>> start SUPPLIED PASSAGE

Introduction

Every data science enthusiast knows that a vital first step to building a successful model or algorithm is having a reliable evaluation set to aspire to. In the rapidly evolving landscape of Retrieval-Augmented Generation (RAG) and AI-driven search systems, the importance of high-quality eval datasets is crucial.

In this article, we introduce an agentic workflow designed to generate subject-specific dynamic evaluation datasets, enabling precise validation of web search augmented agents’ performance.

Known RAG evaluation datasets, such as HotPotQA, CRAG, and MultiHop-RAG, have been pivotal in benchmarking and fine-tuning models. However, these datasets primarily focus on evaluating performance with static, pre-defined document sets. As a result, they fall short when it comes to evaluating web-based RAG systems, where data is dynamic, contextual, and ever-changing.

This gap presents a significant challenge: how do we effectively test and refine RAG systems designed for real-world web search scenarios? Enter the Real-Time Dataset Generator for RAG Evals — an agentic tool leveraging Tavily’s Search Layer and the LangGraph framework to create diverse, relevant, and dynamic datasets tailored specifically for web based RAG agents.

How does it work?

The Real-Time Dataset Generator follows a systematic workflow to create high-quality evaluation datasets:

1

Input

The workflow begins with user-provided inputs.

2

Domain-Specific Search Query Generation

If a subject is provided (e.g., “NBA Basketball”), the system generates a set of search queries. This ensures queries are tailored to gather high-quality, recent, and subject-specific information.

>> end SUPPLIED PASSAGE
>> start STORED ROWS

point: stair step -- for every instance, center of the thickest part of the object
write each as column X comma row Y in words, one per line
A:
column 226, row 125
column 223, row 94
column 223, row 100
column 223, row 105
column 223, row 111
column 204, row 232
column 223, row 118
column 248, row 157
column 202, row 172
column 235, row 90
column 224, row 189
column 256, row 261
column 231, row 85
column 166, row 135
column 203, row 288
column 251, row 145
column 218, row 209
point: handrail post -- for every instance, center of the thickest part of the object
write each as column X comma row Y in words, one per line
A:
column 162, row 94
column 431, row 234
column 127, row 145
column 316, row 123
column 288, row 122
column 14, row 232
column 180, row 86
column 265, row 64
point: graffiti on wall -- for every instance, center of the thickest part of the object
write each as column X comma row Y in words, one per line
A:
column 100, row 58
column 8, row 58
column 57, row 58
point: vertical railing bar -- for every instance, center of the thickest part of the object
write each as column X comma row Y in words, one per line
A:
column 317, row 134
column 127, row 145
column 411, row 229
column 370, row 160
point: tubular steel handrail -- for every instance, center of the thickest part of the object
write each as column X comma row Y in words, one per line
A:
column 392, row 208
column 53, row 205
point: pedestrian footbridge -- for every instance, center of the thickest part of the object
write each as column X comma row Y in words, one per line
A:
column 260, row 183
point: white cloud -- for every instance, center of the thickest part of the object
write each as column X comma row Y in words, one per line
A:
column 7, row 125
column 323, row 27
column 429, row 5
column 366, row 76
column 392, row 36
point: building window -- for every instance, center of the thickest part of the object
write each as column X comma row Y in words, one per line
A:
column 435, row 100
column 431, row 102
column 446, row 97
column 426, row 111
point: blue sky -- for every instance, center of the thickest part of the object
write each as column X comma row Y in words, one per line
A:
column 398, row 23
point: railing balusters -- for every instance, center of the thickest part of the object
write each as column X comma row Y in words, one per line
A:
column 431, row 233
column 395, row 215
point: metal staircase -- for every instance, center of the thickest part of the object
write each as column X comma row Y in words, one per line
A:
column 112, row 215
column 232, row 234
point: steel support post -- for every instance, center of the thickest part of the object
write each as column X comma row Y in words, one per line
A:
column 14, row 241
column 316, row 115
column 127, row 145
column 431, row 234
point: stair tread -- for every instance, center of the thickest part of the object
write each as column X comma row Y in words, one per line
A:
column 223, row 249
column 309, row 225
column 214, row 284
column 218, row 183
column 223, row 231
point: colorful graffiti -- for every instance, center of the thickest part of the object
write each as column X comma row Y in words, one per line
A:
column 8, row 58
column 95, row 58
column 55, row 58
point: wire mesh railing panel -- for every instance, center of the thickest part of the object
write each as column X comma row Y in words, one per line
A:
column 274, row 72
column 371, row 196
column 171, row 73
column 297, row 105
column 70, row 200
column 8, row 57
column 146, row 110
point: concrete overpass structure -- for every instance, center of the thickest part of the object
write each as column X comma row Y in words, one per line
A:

>> end STORED ROWS

* _TO BE DONE_:
a – Write out the section of the dataset generator article from "Introduction" to "augmented agents’ performance.".
b – Render this sentence from the dataset generator article in Spanish: "However, these datasets primarily focus on evaluating performance with static, pre-defined document sets."
The records play no part in what is asked.

* _EXERCISE ANSWERS_:
a –
Introduction

Every data science enthusiast knows that a vital first step to building a successful model or algorithm is having a reliable evaluation set to aspire to. In the rapidly evolving landscape of Retrieval-Augmented Generation (RAG) and AI-driven search systems, the importance of high-quality eval datasets is crucial.

In this article, we introduce an agentic workflow designed to generate subject-specific dynamic evaluation datasets, enabling precise validation of web search augmented agents’ performance.

b – Sin embargo, estos conjuntos de datos se centran principalmente en evaluar el rendimiento con conjuntos de documentos estáticos y predefinidos.